*MATERIAL FOR THIS EXERCISE:*
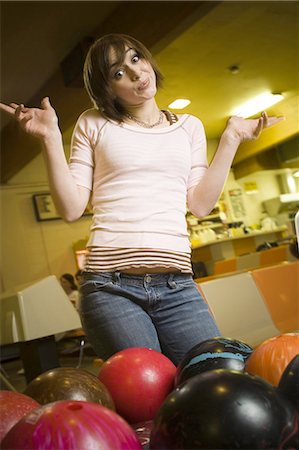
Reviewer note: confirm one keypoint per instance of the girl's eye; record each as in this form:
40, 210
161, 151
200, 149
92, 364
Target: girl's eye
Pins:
119, 74
135, 58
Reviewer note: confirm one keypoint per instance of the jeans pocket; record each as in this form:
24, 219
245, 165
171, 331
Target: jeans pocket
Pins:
92, 286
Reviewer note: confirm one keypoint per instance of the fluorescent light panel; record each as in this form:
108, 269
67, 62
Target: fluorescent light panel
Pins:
179, 103
257, 104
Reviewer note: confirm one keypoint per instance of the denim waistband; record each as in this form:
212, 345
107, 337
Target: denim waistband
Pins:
154, 278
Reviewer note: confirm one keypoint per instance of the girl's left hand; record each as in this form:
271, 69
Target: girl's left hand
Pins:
249, 129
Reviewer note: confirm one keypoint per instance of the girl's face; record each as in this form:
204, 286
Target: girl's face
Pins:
133, 81
65, 284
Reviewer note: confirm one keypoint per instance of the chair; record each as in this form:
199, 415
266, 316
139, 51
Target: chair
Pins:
238, 308
279, 286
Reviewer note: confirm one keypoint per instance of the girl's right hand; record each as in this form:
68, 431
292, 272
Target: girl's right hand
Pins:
39, 122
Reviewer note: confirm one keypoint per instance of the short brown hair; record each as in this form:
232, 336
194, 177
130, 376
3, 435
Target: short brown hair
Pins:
96, 71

*DIRECTIONS FOR THIS TASK:*
Check each line of the listing for "denim". Show those that have it.

*EXERCISE OUTPUT:*
Reviewer note: confirm one keypoint per instance of the denim waistband; record each as in this form:
Target: denim waistband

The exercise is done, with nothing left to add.